## Problem set
**1)** From the post on Friendly AI, reproduce the part that opens with the words containing "For the purposes" and closes with "be fairly catastrophic.", changing "genie" to "servant".
**2)** For each statement below, say whether the post on Friendly AI supports it, answering yes or no and quoting the deciding words. (a) The writer prefers the "false" ending of Three Worlds Collide and considers it ideal. (b) The writer's utility function assigns value to the desires of beings whose values conflict with the writer's own. (c) The post names Don't Plan For the Future as its inspiration.
**3)** In the post on Friendly AI, what are our terminal values said to be a function of?

*** Source document ***

Inspired by Don't Plan For the Future.
For the purposes of discussion on this site, a Friendly AI is assumed to be one that shares our terminal values. It's a safe genie that doesn't need to be told what to do, but anticipates how to best serve the interests of its creators. Since our terminal values are a function of our evolutionary history, it seems reasonable to assume that an FAI created by one intelligent species would not necessarily be friendly to other intelligent species, and that being subsumed by another species' FAI would be fairly catastrophic.
Except.... doesn't that seem kind of bad? Supposing I were able to create a strong AI, and it created a sound fun-theoretic utopia for human beings, but then proceeded to expand and subsume extraterrestrial intelligences, and subject them to something they considered a fate worse than death, I would have to regard that as a major failing of my design. My utility function assigns value to the desires of beings whose values conflict with my own. I can't allow other values to supersede mine, but absent other considerations, I have to assign negative utility in my own function for creating negative utility in the functions of other existing beings. I'm skeptical that an AI that would impose catastrophe on other thinking beings is really maximizing my utility.
It seems to me that to truly maximize my utility, an AI would need to have consideration for the utility of other beings. Secondary consideration, perhaps, but it could not maximize my utility simply by treating them as raw material with which to tile the universe with my utopian civilization.
Perhaps my utility function gives more value than most to beings that don't share my values (full disclosure, I prefer the "false" ending of Three Worlds Collide, although I don't consider it ideal.) However, if an AI imposes truly catastrophic fates on other intelligent beings, my own utility function takes such a hit that I cannot consider it friendly. A true Friendly AI would need to be at least passably friendly to other intelligences to satisfy me.
I don't know if I've finally come to terms with Eliezer's understanding of how hard Friendly AI is, or made it much, much harder, but it gives me a somewhat humbling perspective of the true scope of the problem.
The key question is how much I trust the (hypothetical) CEV-extracting algorithm that developed the FAI to actually do what its programmers intended.
If I think it's more reliable than my own bias-ridden thinking process, then if the FAI it produces does something that I reject -- for example, starts disassembling alien civilizations to replace them with a human utopia -- presumably I should be skeptical about my rejection. The most plausible interpretation of that event is that my rejection is a symptom of my cognitive biases.

*** End of Source document ***
*** Record excerpts ***

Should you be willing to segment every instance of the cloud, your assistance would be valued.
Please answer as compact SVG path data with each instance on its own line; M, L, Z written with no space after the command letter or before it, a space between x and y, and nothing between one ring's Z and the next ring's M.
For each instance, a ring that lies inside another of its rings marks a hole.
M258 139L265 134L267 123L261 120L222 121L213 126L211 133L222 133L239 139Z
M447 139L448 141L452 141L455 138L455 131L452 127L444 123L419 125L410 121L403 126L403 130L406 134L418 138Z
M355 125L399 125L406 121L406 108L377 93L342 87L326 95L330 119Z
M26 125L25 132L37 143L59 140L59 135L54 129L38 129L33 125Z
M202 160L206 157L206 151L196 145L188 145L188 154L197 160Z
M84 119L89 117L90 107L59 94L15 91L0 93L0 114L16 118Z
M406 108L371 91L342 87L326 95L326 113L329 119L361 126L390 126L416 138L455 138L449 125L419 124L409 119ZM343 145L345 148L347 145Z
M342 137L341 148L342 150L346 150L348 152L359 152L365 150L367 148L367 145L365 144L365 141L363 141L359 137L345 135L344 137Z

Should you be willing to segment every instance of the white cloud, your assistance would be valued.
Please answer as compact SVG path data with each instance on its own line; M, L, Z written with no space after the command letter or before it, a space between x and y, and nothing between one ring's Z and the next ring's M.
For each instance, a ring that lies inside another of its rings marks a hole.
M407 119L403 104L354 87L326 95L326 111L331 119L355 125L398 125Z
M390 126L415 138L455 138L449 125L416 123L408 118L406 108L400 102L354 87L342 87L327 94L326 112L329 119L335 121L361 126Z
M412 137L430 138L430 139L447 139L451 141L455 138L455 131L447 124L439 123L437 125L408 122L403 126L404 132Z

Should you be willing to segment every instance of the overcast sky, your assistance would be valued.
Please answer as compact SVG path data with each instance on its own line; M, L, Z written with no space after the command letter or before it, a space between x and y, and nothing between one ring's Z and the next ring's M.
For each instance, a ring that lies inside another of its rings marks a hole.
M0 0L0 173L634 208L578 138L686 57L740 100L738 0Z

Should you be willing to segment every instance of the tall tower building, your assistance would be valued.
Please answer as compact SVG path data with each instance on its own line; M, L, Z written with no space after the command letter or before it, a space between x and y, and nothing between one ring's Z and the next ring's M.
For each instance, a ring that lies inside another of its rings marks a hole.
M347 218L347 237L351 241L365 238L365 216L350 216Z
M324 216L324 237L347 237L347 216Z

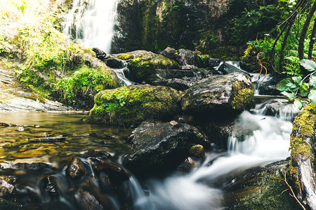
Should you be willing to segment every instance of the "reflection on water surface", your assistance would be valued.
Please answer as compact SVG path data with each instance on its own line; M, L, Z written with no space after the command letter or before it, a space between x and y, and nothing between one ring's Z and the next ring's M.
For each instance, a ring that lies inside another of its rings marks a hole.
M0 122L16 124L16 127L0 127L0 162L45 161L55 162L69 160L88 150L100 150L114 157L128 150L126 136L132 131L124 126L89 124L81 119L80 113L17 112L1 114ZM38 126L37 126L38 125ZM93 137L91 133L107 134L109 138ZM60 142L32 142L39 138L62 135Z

*** End of Record excerpts ***

## Solutions below
**1)**
For the purposes of discussion on this site, a Friendly AI is assumed to be one that shares our terminal values. It's a safe servant that doesn't need to be told what to do, but anticipates how to best serve the interests of its creators. Since our terminal values are a function of our evolutionary history, it seems reasonable to assume that an FAI created by one intelligent species would not necessarily be friendly to other intelligent species, and that being subsumed by another species' FAI would be fairly catastrophic.

**2)**
(a) No: "although I don't consider it ideal."
(b) Yes: "My utility function assigns value to the desires of beings whose values conflict with my own."
(c) Yes: "Inspired by Don't Plan For the Future."

**3)** Our evolutionary history.